_Texto para leitura_

O que pode ser feito para resolver este problema ?


"Existem várias maneiras de mudar a situação. Por exemplo, as políticas de planejamento (as estruturas que governam como os urbanistas trabalham) podem garantir que haja requisitos para que os empreiteiros do setor privado criam habitações a preços acessíveis. Não é necessario construir mais casas, mas sim garantir que haja moradias acessíveis nos prédios existentes", diz Jamilla Mohamud. Ela acha que os governos também podem fazer mais porque "já faz demasiado tempo que não investem no desenvolvimento de novas moradias acessíveis, principalmente a nível provincial e federal". Ela também acredita que é importante, ao fazer projetos imobiliários, garantir que sejam de boa qualidade e sustentáveis em termos de tamanho e número de apartamentos.

_Entradas fornecidas_

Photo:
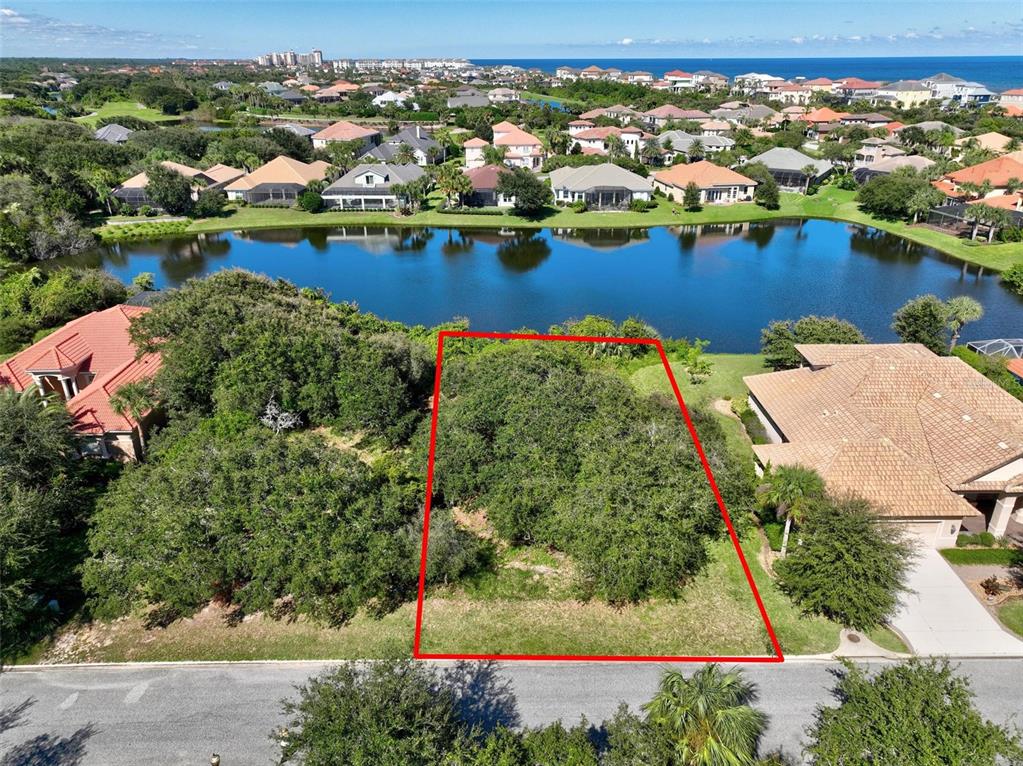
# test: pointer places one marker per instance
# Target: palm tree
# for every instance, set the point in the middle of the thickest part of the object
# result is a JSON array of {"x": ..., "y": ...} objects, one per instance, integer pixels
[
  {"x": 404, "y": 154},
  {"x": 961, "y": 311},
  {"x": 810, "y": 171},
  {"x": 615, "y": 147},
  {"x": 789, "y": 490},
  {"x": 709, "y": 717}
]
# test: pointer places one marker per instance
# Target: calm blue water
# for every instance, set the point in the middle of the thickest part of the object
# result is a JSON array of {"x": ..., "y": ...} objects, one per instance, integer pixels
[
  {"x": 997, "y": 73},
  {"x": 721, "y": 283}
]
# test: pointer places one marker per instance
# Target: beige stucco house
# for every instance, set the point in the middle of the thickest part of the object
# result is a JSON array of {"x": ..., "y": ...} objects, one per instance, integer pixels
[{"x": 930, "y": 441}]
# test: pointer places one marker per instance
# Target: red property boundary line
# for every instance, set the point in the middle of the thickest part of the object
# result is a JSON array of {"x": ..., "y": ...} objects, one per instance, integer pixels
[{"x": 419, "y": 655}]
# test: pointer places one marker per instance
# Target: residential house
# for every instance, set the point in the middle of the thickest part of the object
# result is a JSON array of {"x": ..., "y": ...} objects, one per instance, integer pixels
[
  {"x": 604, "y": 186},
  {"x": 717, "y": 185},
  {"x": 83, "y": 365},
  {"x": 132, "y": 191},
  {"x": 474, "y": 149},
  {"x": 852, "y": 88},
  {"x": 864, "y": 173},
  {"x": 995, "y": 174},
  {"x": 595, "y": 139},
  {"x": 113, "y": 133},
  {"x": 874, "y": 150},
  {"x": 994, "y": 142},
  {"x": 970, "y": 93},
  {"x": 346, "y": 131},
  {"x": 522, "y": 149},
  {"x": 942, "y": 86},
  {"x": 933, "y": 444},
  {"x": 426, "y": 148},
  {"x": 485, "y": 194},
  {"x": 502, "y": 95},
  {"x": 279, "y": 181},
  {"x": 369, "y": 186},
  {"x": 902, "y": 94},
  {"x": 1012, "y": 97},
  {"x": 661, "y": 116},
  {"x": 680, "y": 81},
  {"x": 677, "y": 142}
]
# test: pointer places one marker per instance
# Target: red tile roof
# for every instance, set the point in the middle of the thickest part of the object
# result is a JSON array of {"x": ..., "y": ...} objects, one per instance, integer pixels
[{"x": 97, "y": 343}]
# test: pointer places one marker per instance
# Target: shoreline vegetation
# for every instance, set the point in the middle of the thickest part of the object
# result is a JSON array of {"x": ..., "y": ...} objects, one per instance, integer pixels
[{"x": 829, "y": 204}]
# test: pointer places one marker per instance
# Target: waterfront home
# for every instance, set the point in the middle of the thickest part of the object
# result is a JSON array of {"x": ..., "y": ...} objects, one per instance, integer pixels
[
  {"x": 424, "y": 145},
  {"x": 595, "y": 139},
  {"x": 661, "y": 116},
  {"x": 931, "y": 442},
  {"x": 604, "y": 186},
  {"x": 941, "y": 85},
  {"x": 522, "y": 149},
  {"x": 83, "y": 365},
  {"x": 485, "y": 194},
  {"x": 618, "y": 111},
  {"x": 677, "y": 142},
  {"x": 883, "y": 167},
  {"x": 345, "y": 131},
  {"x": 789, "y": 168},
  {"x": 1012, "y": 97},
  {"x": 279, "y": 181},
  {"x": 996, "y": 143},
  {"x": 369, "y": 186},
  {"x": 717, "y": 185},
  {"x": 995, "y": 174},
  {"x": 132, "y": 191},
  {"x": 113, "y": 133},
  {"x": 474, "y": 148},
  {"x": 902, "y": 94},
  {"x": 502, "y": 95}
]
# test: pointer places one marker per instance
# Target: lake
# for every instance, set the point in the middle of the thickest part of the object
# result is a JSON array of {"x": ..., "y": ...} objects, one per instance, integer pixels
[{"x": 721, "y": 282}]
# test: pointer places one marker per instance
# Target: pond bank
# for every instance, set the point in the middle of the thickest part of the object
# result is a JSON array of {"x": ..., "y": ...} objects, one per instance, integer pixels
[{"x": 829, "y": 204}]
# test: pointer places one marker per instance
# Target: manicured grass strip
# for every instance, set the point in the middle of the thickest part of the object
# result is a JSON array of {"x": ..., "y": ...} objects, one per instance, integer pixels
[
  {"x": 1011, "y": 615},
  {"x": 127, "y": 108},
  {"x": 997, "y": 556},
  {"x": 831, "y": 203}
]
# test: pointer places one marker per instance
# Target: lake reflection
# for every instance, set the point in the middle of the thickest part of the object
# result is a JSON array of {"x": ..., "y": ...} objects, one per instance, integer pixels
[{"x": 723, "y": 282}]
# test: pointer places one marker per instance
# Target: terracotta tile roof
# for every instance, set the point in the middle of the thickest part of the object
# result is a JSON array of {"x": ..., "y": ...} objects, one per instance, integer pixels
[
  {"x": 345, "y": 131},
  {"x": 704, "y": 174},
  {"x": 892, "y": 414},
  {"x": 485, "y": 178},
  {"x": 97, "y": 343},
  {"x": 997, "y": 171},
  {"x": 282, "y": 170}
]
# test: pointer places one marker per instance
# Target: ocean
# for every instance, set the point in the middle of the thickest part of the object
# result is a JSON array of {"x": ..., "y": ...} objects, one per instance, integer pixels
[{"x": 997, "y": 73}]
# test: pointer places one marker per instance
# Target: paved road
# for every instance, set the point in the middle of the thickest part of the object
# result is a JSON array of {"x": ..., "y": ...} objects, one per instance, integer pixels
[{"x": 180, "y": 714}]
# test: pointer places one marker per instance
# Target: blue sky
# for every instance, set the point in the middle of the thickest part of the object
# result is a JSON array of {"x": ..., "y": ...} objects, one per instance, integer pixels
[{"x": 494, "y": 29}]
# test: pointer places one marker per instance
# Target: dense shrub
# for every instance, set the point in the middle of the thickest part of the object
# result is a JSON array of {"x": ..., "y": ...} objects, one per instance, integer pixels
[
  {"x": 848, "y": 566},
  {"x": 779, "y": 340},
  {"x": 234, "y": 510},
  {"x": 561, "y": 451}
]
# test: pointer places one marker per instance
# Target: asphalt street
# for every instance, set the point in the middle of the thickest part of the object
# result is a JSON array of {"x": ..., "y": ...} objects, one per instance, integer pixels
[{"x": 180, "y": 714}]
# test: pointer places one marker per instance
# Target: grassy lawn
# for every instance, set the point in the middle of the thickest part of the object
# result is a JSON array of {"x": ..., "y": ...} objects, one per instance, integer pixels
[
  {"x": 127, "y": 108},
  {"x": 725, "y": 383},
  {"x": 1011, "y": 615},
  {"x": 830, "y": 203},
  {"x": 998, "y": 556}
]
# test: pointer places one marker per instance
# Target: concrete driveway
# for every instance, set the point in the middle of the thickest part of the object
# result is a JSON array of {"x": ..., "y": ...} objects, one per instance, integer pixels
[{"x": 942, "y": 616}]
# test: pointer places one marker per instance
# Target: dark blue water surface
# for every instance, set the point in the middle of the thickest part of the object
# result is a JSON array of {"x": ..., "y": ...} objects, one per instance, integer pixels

_Tarefa proposta 1_
Transcreva do texto sobre moradias acessíveis o trecho que começa em "O que pode ser" e termina em "número de apartamentos.".
_Tarefa proposta 2_
Responda, com base no texto sobre moradias acessíveis:
(a) O que, segundo Jamilla Mohamud, não é necessário fazer?
(b) Em quais níveis de governo, principalmente, já faz demasiado tempo que não se investe no desenvolvimento de novas moradias acessíveis?
(c) Em que termos os projetos imobiliários devem ser sustentáveis?
_Tarefa proposta 3_
Retome o texto sobre moradias acessíveis a partir do ponto em que ele termina.
A listagem provém de outra fonte.

_Resposta escrita 1_
O que pode ser feito para resolver este problema ?


"Existem várias maneiras de mudar a situação. Por exemplo, as políticas de planejamento (as estruturas que governam como os urbanistas trabalham) podem garantir que haja requisitos para que os empreiteiros do setor privado criam habitações a preços acessíveis. Não é necessario construir mais casas, mas sim garantir que haja moradias acessíveis nos prédios existentes", diz Jamilla Mohamud. Ela acha que os governos também podem fazer mais porque "já faz demasiado tempo que não investem no desenvolvimento de novas moradias acessíveis, principalmente a nível provincial e federal". Ela também acredita que é importante, ao fazer projetos imobiliários, garantir que sejam de boa qualidade e sustentáveis em termos de tamanho e número de apartamentos.

_Resposta escrita 2_
(a) Construir mais casas.
(b) Nos níveis provincial e federal.
(c) Em termos de tamanho e número de apartamentos.

_Resposta escrita 3_
As habitações sociais, um termo que engloba habitação cooperativa, habitação sem fins lucrativos e habitação pública, são uma das soluções para resolver a crise imobiliária. Por exemplo, o modelo cooperativo, isto é uma propriedade coletiva de um conjunto habitacional, pode fazer com que pessoas com salários mais baixos possam viver no mesmo espaço que pessoas com salários mais elevados. "Neste modelo, as pessoas que gahnam mais subvencionam as pessoas que gahnam menos. É uma forma de manter o aluguer baixo, mas também de criar coesão social e comunitária. Certas tarefas como cozinhar juntos, cuidar dos jardins comunitários, limpar ou recolher o lixo são feitas pela comunidade em vez de serem feitas por outras pessoas. É realmente um modo de vida comunitário. Todos têm sua própria casa, mas todos trabalham juntos e têm propriedade coletiva do prédio", explica a urbanista.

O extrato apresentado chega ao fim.